◆ Task requirements:
- a) In the article on getting your code back from an agency, what should you not pay until all seven checklist items are signed off?
- b) Go on with the article on getting your code back from an agency, starting right after its last sentence.

◆ Passage to read:
○ ○ ○ ○ ○

Getting Your Code Back: What to Demand Before You Walk Away

August 12, 20268 mins
Code handover — keys on contract — Unsplash
Most engagement contracts assign code IP to the client by default. Most agencies still gatekeep on the way out. Not because they are malicious. Because the team you fired is also the team doing your handover, and they are not motivated.

The handover checklist below is the one we run on every transfer. Seven items. The order matters. Each one unlocks the next.

Do not pay the final invoice until all seven are signed off.

1. Repository ownership

The code lives in a git provider. Demand that the repository is moved into your organization or your personal account, with you as the owner, not just a contributor.

Owner means you can revoke their access, manage settings, and prevent force-pushes. Contributor means they still control the repo.

Verify by opening the org settings page yourself.

2. Full commit history, not a squash

Some agencies squash the entire project into one commit before handing over. Cleaner, they say. What they actually did is erase six months of who-did-what.

Demand the original commit history. If they refuse, the answer is we are not signing off until we have it.

○ ○ ○ ○ ○

◆ Source data:
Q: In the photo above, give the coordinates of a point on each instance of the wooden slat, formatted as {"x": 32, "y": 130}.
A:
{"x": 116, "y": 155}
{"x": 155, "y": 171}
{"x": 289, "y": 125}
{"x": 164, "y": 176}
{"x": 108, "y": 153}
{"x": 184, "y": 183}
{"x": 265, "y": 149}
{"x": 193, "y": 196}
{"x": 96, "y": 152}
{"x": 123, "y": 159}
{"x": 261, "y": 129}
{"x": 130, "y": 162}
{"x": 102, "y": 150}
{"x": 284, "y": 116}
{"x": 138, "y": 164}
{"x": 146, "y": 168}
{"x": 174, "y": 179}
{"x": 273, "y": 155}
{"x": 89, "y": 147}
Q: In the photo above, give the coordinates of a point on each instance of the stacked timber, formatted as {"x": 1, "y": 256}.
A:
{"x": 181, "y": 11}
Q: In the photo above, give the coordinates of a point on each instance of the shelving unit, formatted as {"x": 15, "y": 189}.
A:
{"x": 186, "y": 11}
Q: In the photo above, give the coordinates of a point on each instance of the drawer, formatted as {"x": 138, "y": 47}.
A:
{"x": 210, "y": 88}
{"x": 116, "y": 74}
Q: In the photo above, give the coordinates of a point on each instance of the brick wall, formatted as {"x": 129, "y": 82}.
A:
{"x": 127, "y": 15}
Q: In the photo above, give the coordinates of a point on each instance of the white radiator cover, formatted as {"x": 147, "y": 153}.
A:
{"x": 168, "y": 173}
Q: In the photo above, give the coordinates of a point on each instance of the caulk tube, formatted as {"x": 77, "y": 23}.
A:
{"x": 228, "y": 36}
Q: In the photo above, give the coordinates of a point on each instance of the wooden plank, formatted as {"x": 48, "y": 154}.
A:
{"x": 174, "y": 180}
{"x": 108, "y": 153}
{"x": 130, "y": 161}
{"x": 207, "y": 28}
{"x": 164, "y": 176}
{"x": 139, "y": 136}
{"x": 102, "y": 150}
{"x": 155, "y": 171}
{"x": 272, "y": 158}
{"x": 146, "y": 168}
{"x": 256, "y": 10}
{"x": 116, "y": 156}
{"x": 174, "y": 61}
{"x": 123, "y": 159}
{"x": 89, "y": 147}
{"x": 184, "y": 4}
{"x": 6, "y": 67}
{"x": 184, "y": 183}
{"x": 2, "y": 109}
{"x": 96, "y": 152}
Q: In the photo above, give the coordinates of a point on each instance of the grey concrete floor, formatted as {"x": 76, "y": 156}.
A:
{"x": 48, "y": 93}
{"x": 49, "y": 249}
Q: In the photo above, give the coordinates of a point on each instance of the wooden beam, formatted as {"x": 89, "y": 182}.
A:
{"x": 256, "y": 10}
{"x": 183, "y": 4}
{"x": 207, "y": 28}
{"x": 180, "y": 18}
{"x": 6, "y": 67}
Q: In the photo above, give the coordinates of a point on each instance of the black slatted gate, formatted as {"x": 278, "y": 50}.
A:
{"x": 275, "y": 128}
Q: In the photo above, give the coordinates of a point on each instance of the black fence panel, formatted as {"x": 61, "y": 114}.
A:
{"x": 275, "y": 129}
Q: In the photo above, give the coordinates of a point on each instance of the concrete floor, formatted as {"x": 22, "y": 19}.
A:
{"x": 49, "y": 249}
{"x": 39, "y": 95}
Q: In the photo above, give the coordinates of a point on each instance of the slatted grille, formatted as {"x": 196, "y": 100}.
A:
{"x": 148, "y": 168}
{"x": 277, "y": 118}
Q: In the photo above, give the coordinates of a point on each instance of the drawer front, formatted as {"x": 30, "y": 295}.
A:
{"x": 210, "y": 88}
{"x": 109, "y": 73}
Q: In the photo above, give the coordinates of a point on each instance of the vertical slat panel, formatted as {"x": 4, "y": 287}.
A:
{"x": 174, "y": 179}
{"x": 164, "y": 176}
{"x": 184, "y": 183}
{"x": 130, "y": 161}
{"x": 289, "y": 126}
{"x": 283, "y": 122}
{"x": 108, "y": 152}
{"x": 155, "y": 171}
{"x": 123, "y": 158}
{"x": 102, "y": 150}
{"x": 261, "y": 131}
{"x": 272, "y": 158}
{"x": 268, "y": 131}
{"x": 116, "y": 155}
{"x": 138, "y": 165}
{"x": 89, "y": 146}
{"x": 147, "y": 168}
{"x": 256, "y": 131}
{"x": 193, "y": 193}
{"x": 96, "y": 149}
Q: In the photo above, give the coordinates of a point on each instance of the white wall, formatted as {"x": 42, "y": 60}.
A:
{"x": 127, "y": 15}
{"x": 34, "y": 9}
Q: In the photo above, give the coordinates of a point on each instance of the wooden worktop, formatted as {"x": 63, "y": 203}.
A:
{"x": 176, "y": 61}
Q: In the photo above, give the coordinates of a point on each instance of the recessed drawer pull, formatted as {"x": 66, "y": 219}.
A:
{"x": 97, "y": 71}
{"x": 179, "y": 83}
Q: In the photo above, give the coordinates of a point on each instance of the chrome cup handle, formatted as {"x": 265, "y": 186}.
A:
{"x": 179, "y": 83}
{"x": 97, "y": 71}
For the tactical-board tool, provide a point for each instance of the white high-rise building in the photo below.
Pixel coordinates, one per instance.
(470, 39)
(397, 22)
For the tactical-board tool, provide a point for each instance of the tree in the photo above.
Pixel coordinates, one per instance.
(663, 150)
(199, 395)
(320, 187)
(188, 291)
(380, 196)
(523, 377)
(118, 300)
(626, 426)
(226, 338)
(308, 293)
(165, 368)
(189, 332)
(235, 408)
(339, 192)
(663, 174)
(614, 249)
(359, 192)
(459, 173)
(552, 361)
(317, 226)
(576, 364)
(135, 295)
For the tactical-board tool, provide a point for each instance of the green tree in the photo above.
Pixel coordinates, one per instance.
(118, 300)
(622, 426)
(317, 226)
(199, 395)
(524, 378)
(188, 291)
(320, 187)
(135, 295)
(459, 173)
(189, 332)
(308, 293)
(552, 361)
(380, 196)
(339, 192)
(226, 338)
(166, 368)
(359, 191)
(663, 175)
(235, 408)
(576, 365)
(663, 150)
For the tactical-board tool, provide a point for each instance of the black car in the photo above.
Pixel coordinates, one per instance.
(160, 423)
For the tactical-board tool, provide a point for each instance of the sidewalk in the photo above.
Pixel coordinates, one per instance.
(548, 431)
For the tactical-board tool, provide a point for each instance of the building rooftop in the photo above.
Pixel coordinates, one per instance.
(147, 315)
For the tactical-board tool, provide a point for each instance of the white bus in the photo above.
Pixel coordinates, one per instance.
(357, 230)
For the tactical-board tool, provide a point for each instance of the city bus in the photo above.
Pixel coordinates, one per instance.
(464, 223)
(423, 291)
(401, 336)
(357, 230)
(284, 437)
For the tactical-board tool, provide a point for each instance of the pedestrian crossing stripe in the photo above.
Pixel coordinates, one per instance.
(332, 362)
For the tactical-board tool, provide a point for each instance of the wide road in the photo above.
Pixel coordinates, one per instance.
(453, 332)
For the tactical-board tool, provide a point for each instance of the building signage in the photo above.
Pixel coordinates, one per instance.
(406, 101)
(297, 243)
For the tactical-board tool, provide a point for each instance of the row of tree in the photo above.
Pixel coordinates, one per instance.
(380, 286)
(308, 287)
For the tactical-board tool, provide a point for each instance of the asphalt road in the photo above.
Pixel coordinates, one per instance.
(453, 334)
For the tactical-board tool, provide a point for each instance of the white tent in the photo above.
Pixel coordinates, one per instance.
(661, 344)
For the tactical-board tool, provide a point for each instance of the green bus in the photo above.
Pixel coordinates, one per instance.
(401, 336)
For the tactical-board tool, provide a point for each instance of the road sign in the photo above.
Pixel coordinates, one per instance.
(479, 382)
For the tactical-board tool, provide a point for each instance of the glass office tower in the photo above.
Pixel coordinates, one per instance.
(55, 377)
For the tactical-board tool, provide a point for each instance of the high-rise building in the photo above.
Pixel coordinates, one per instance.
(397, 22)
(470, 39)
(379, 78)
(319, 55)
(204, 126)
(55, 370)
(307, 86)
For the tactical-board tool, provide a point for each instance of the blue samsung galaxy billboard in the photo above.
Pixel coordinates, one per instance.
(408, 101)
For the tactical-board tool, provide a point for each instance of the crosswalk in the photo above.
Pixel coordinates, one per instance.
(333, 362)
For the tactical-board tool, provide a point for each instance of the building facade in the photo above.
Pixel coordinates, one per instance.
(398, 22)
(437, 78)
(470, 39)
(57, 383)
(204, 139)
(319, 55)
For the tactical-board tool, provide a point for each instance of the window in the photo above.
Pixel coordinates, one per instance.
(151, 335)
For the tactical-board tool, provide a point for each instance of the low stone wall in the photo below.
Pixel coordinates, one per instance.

○ ○ ○ ○ ○

◆ Outputs by task:
- a) The final invoice.

- b)
3. Every secret, in writing, in your password manager

Every API key, OAuth secret, webhook signing secret, database URL, third-party service login. Demand a written list, with the secret stored in your 1Password or Bitwarden, not in a Google Doc.

Then rotate every secret on the list within 48 hours of receiving them. Assume the old values are still cached on someone's laptop.

4. Cloud and service account transfer

Domain registrar, DNS provider, Vercel or Render project, Supabase or RDS database, Stripe account, S3 buckets, email-sending provider. Every account that was provisioned on your behalf must transfer to your billing.

Make this a written punchlist. Tick each one as the transfer completes. We will sort it out later is how cloud accounts get abandoned and your domain expires.

Generate your handover punchlist

Paste the technology stack of your project into ChatGPT. The prompt below produces a customized version of the seven-item handover checklist with the exact accounts, providers, and credentials to demand for your specific build.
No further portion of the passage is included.